━━━━━ DATASET EXCERPTS

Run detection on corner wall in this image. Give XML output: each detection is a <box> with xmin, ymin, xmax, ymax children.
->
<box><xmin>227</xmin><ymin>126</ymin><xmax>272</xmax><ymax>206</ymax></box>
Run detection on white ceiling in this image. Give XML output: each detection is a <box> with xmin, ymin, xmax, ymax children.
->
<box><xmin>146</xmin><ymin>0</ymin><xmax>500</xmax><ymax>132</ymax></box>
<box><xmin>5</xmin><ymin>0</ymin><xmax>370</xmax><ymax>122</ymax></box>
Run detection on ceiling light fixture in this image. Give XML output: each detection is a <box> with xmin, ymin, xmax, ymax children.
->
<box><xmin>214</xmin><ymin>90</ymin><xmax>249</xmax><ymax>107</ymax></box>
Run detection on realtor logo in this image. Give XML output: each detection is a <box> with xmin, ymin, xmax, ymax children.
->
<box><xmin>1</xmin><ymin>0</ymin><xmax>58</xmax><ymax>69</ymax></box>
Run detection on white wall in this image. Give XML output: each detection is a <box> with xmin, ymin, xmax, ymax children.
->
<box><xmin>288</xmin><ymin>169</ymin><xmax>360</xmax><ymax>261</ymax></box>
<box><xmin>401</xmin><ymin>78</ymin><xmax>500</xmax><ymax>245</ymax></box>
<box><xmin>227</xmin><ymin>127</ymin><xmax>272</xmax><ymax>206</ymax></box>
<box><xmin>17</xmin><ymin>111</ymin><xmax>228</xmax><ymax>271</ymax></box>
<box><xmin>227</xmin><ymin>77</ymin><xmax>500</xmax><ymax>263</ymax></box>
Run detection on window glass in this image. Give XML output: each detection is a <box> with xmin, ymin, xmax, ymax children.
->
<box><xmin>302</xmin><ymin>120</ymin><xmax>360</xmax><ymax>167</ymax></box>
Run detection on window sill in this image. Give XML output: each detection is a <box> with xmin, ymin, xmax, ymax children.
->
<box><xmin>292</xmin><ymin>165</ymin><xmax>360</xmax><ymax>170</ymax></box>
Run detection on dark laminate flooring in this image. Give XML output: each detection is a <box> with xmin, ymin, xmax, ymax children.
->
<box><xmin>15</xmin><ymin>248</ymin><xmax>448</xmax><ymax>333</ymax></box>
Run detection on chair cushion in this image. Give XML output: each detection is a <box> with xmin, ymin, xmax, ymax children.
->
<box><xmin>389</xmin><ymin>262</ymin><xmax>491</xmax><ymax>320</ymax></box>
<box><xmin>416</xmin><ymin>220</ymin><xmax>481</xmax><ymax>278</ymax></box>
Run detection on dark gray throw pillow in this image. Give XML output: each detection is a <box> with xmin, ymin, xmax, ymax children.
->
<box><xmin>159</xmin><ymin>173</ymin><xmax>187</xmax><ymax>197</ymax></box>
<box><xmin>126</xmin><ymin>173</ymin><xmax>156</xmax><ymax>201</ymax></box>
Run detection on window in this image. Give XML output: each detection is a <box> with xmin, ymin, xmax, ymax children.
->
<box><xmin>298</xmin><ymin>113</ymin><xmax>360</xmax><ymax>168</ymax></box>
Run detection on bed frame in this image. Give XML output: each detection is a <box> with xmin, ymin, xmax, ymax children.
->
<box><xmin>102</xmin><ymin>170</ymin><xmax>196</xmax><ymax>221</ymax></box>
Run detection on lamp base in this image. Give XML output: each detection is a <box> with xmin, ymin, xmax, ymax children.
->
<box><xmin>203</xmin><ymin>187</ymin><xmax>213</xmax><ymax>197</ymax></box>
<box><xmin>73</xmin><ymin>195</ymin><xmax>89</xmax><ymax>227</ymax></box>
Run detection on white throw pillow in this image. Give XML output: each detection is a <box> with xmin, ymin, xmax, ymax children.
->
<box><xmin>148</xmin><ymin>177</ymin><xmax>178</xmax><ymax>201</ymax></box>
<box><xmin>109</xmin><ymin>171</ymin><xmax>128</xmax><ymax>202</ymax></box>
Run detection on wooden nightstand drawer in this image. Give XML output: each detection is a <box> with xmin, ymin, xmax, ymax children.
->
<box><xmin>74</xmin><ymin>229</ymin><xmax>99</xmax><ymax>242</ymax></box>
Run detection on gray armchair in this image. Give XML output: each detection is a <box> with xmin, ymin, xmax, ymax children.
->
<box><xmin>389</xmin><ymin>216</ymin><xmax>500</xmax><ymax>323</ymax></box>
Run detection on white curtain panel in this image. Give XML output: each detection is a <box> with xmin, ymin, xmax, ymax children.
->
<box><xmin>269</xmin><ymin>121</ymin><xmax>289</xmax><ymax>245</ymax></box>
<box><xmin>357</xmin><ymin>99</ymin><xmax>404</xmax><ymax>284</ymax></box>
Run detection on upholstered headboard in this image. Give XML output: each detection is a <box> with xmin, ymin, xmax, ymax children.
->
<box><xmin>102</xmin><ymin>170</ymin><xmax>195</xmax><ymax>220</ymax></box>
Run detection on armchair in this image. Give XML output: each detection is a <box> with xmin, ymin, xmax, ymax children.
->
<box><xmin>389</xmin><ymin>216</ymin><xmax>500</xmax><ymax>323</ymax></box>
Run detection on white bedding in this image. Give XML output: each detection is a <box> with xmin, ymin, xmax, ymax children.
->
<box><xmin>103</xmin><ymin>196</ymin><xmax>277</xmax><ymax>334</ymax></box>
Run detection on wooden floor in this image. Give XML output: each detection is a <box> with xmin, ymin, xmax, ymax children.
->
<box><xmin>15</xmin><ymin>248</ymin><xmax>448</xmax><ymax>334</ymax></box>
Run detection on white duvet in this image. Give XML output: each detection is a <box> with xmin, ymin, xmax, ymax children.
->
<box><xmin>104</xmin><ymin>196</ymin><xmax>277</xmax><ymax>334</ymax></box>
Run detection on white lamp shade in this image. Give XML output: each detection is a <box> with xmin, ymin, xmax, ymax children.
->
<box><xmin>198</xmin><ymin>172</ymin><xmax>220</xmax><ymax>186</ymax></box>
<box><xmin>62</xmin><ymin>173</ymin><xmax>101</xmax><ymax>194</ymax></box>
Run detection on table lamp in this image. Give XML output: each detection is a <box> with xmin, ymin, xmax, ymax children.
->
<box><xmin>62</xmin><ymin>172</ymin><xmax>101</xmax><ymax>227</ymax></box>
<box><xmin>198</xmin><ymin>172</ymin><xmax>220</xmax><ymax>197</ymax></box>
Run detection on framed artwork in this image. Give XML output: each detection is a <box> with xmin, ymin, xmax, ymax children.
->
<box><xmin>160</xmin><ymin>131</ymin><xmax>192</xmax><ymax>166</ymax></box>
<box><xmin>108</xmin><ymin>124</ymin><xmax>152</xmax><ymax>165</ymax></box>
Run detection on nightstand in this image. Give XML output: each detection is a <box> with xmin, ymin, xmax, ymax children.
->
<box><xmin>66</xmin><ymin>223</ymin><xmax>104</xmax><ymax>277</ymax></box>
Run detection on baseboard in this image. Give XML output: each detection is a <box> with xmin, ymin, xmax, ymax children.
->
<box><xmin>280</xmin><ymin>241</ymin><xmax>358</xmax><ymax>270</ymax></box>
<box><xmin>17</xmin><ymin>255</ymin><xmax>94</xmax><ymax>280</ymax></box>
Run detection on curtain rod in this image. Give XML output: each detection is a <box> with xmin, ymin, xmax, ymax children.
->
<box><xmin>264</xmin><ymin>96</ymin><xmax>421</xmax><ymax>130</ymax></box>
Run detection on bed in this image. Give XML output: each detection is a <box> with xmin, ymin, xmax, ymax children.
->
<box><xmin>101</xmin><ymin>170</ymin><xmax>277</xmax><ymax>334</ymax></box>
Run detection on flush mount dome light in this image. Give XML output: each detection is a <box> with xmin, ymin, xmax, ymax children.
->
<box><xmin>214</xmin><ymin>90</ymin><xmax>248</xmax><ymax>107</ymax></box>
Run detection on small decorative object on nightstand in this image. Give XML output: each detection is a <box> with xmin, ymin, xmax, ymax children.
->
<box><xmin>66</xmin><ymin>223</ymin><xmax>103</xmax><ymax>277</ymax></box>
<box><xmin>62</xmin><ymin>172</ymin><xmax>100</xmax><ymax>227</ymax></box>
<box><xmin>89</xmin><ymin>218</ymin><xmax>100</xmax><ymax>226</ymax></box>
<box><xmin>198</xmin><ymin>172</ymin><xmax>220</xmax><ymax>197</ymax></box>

━━━━━━━━━━

*WORK INSTRUCTIONS:*
Among the lines above, find each one containing the string "armchair" and copy it.

*EXERCISE RESULT:*
Run detection on gray armchair in this image. Give XML output: each detection is a <box> with xmin, ymin, xmax, ymax children.
Run detection on armchair in this image. Give XML output: each detection is a <box> with xmin, ymin, xmax, ymax children.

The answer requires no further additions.